-- Begin DATA ROWS --

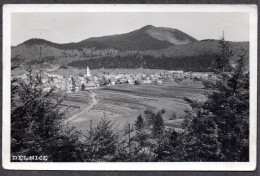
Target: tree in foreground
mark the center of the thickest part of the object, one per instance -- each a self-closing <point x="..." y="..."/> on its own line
<point x="37" y="126"/>
<point x="222" y="121"/>
<point x="101" y="142"/>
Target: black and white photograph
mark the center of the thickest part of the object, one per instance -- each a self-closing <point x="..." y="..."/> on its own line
<point x="129" y="87"/>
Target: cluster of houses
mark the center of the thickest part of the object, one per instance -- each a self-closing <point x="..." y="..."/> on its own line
<point x="74" y="83"/>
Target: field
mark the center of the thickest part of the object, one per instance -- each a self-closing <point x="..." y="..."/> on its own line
<point x="123" y="103"/>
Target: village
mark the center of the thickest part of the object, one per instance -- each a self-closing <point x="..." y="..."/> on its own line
<point x="86" y="81"/>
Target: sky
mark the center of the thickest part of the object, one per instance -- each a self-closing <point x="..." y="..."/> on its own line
<point x="60" y="27"/>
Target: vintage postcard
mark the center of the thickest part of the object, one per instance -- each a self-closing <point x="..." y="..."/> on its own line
<point x="129" y="87"/>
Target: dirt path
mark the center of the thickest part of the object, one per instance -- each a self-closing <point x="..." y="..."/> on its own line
<point x="87" y="109"/>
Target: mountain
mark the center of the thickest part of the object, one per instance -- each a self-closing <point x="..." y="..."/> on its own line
<point x="146" y="38"/>
<point x="158" y="43"/>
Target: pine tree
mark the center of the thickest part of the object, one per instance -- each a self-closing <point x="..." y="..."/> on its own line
<point x="230" y="106"/>
<point x="37" y="123"/>
<point x="222" y="58"/>
<point x="101" y="142"/>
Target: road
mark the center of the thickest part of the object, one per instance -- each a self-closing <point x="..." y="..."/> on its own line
<point x="87" y="109"/>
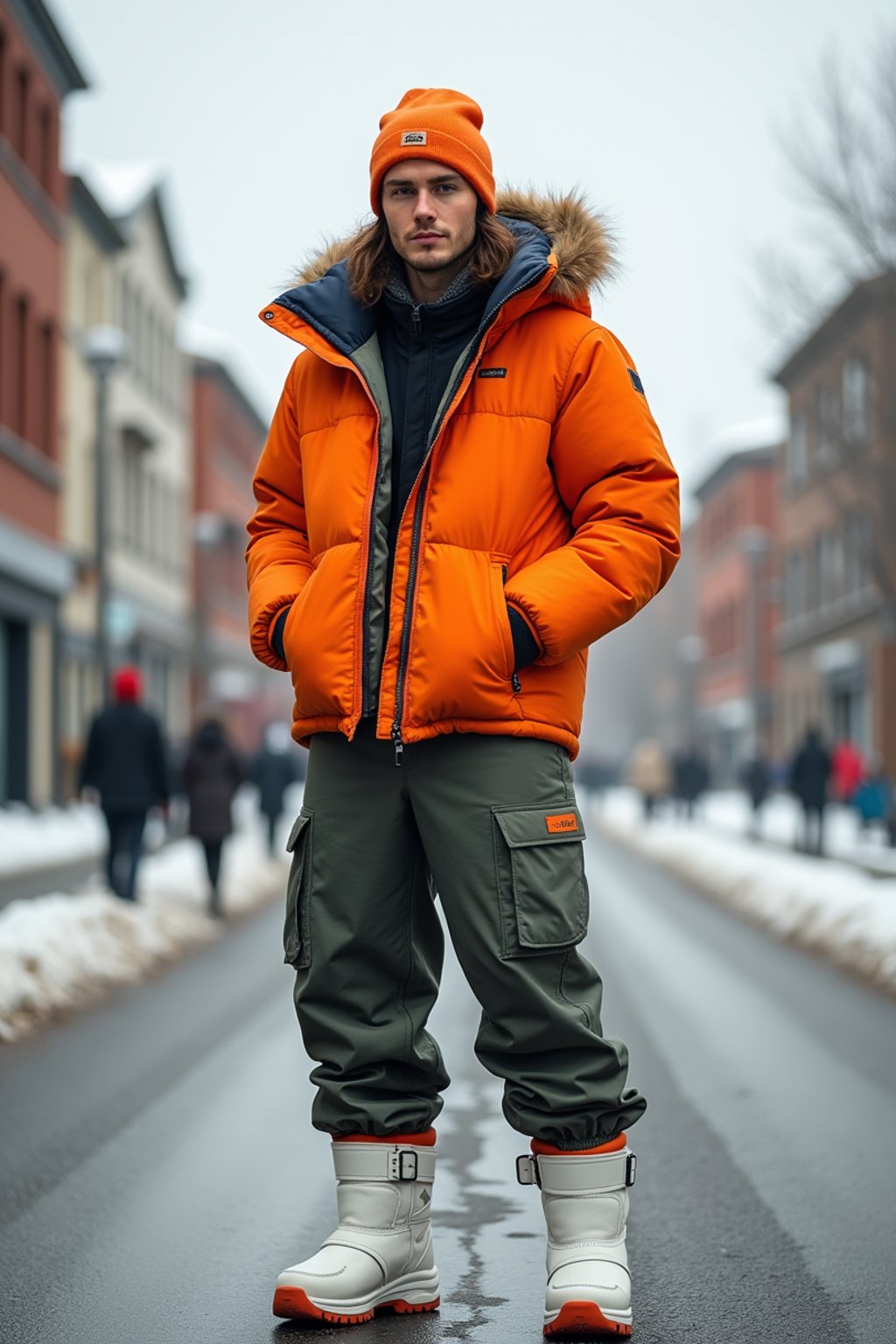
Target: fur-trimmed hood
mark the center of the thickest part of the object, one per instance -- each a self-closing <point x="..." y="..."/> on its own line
<point x="580" y="241"/>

-- End DATA ROWS --

## EXERCISE DETAILS
Convert the listing above, from the line with "Target: village" up to and including its final line, into a Markdown table with the columns No. and Entry, numbering each line in order and skipping blank lines. Leave the pictures out of the table.

## RESULT OF THE TASK
| No. | Entry |
|---|---|
| 1 | Target: village |
| 2 | mark the center of the thickest part of the object, one per instance -- each a self-closing <point x="..." y="..."/> on its own line |
| 3 | <point x="86" y="81"/> |
| 4 | Target: sky |
| 5 | mark the center of the thickest part of the object, one per instance -- each a self-closing <point x="..." y="..."/> on its own line |
| 6 | <point x="60" y="27"/> |
| 7 | Target: vintage postcard |
| 8 | mark the center of the thickest part of the object, one per instance -- each a self-closing <point x="..." y="..."/> on its own line |
| 9 | <point x="129" y="87"/> |
| 10 | Target: dirt path |
| 11 | mark the center of the thickest part of the object, one per instance -- each a self-closing <point x="..." y="..."/> on its own line |
| 12 | <point x="87" y="109"/> |
| 13 | Target: mountain |
| 14 | mark the center of the thickest part of the object, one per instance -- each a self-closing <point x="..." y="..."/> on its own line |
| 15 | <point x="146" y="38"/> |
| 16 | <point x="158" y="43"/> |
| 17 | Target: pine tree |
| 18 | mark the center of the thickest part of the object, one per instance -- each a self-closing <point x="..." y="..."/> on its own line |
| 19 | <point x="230" y="106"/> |
| 20 | <point x="37" y="123"/> |
| 21 | <point x="222" y="58"/> |
| 22 | <point x="101" y="142"/> |
| 23 | Target: road |
| 24 | mark the center of the thickest part of the object, one per instance -- each a self-closing <point x="..." y="..."/> on its own line |
| 25 | <point x="87" y="109"/> |
| 26 | Target: fur-trimmed hood |
| 27 | mark the center of the thickest part of the object, one per instance -- each a self-closing <point x="..." y="..."/> on its own line |
| 28 | <point x="580" y="241"/> |